Work order » After going through the data, give the number of lines that contain the word "below" as your sole answer.

*** Task input ***

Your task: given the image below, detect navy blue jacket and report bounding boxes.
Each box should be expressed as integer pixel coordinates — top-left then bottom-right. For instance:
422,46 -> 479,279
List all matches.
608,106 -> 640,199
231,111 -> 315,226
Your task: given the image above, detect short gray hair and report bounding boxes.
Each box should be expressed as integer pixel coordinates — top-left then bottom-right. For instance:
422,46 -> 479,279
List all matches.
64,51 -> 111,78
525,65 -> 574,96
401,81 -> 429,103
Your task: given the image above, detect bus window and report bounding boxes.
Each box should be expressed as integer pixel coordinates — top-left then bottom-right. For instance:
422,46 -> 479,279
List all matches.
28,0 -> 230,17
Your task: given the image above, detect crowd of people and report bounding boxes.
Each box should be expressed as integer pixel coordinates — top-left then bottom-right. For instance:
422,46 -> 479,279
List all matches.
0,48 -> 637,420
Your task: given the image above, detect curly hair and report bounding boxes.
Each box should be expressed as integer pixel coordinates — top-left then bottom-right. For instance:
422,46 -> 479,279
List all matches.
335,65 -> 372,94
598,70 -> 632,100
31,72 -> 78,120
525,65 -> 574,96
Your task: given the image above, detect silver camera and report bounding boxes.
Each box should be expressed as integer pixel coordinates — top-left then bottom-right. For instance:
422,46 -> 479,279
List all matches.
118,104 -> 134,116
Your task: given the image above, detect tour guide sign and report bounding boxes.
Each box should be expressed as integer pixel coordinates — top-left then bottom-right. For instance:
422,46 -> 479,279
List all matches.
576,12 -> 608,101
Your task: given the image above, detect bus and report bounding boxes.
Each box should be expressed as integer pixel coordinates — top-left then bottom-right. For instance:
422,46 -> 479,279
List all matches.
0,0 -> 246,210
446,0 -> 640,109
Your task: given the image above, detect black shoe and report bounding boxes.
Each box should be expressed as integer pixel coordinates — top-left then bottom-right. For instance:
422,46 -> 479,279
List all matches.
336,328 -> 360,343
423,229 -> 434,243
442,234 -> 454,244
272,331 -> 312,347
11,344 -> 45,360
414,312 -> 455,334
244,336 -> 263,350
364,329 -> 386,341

*** End of Task input ***
*** Task input ***

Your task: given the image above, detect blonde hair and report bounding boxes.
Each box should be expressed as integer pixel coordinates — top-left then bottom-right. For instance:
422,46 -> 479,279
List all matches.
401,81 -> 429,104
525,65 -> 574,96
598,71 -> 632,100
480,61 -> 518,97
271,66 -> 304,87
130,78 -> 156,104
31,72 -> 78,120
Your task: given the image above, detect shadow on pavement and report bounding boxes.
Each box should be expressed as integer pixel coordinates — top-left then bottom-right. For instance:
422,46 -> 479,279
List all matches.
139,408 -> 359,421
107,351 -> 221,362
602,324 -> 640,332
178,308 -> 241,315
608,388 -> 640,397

*** End of Task input ***
*** Task input ***

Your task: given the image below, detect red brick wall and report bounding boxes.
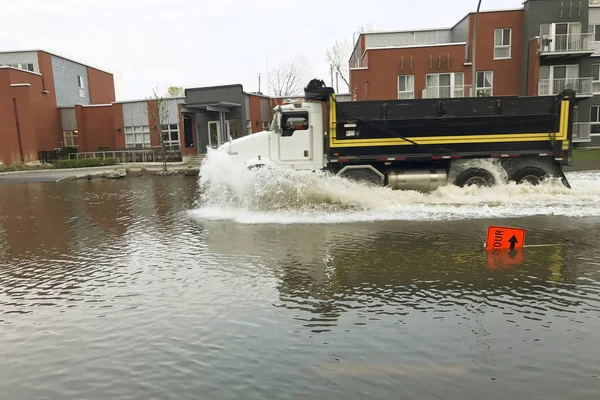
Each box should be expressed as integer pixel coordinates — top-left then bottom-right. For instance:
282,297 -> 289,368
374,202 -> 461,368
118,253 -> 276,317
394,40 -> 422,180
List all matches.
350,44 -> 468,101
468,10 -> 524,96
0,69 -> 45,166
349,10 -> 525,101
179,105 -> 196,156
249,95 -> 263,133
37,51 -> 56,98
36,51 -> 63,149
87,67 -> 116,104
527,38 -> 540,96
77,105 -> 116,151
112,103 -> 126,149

*** End of Task input ***

Answer area » 2